→ Work to be completed: Scan the data for "positive" and copy the lines it appears in.

→ Saved data entries:
§

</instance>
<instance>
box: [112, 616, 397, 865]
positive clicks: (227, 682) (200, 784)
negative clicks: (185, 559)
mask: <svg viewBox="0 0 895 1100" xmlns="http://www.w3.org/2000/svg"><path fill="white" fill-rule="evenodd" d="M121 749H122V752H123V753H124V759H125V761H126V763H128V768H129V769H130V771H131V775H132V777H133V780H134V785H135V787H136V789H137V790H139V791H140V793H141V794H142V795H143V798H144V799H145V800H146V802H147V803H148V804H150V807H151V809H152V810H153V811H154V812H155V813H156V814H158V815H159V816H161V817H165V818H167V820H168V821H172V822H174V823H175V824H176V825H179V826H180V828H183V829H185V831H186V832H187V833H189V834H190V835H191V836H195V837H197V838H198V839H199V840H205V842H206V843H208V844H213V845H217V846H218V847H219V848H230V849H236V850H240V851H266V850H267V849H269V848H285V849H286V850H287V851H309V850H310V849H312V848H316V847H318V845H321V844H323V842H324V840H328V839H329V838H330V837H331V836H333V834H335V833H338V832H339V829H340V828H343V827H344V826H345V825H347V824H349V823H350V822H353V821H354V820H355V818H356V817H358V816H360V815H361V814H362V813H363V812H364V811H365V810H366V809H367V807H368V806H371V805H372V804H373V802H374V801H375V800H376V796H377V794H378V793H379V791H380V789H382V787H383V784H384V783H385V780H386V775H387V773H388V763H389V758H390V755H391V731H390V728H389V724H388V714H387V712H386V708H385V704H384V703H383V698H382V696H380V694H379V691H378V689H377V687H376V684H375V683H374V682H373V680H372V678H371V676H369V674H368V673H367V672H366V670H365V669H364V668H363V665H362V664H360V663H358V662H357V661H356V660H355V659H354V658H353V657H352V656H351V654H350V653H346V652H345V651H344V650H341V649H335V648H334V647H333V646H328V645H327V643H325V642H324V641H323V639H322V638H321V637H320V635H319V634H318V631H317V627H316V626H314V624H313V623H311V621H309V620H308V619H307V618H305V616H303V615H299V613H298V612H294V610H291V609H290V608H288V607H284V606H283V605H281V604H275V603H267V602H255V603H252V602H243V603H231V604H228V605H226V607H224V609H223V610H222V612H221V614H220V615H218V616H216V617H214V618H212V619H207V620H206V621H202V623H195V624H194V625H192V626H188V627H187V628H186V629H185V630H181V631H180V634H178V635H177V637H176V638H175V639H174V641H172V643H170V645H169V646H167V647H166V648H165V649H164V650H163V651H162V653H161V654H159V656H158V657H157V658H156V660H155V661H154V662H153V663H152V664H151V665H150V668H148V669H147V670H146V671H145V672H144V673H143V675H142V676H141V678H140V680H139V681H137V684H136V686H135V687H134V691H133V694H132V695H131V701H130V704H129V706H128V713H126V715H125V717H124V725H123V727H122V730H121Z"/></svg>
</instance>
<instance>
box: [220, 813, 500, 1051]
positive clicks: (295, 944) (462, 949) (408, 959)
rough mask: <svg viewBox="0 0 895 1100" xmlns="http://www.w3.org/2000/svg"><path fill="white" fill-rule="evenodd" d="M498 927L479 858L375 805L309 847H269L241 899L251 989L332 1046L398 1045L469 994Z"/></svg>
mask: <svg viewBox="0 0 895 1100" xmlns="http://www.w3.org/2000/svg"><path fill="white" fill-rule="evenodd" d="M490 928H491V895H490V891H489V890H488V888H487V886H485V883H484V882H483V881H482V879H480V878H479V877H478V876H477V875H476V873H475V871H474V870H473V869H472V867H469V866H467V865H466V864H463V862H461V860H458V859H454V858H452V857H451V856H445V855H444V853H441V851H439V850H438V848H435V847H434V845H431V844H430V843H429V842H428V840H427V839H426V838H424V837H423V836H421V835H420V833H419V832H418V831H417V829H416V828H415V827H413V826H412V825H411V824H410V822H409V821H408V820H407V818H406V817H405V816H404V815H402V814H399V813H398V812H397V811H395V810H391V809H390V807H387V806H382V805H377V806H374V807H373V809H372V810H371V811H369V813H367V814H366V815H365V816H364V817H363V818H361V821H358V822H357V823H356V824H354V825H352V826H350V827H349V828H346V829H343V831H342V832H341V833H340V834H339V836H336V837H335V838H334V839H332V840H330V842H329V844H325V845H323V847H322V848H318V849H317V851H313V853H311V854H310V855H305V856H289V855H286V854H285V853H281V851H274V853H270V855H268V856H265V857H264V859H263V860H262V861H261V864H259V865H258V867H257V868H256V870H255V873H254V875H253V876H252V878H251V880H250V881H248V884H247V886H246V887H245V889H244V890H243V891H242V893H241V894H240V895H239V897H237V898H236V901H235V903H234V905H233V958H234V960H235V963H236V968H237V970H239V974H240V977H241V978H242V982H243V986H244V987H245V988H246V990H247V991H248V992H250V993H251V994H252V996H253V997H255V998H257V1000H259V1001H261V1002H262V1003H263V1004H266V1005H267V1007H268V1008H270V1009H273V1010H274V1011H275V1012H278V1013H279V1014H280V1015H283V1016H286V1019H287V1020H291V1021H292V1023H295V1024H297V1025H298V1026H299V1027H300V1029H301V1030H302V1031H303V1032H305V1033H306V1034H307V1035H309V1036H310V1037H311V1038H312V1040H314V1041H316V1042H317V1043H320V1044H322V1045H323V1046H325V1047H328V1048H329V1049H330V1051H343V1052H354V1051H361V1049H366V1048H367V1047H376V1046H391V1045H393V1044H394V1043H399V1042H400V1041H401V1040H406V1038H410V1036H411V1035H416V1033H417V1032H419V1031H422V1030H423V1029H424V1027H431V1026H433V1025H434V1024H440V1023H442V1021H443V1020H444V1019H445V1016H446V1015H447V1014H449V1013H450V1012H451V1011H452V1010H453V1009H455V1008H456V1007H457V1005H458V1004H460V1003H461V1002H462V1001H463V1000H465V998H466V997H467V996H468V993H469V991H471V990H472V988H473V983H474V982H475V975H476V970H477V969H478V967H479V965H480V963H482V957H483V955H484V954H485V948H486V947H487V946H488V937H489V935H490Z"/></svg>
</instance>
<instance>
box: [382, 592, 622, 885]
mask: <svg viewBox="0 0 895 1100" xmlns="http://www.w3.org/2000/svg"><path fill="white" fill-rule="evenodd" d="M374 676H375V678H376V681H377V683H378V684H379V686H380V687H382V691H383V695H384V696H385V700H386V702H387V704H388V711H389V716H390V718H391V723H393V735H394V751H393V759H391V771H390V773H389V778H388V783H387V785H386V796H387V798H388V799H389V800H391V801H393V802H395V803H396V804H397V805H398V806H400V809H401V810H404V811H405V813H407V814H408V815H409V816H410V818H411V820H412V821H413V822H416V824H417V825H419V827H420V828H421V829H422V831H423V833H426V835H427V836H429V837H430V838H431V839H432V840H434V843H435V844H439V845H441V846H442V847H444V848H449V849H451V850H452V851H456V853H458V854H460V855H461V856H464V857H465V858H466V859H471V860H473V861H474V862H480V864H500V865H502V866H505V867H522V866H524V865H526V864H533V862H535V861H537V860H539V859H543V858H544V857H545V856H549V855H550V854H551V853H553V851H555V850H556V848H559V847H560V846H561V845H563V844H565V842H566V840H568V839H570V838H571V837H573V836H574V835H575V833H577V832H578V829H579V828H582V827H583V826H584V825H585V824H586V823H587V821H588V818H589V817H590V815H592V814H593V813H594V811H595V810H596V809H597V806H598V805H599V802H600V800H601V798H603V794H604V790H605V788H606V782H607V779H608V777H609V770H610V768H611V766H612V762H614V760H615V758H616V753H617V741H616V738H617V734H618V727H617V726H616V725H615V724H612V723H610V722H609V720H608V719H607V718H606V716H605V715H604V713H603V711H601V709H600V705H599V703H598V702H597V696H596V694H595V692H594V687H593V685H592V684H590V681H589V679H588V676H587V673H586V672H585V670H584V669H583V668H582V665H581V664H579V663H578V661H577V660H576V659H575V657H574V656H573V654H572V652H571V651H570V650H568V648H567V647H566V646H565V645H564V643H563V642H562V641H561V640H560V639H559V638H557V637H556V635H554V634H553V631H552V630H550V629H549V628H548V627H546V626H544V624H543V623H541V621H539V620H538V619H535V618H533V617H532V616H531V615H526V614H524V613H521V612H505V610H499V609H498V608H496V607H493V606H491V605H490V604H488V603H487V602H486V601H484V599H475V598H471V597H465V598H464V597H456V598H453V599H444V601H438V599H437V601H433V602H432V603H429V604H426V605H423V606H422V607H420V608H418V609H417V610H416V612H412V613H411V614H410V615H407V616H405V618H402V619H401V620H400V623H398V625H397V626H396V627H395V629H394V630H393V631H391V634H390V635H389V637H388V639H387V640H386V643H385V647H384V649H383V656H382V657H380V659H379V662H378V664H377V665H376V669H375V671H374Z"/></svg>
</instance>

§

→ Solved problem:
positive clicks: (227, 682) (200, 784)
positive clicks: (295, 944) (462, 949) (408, 959)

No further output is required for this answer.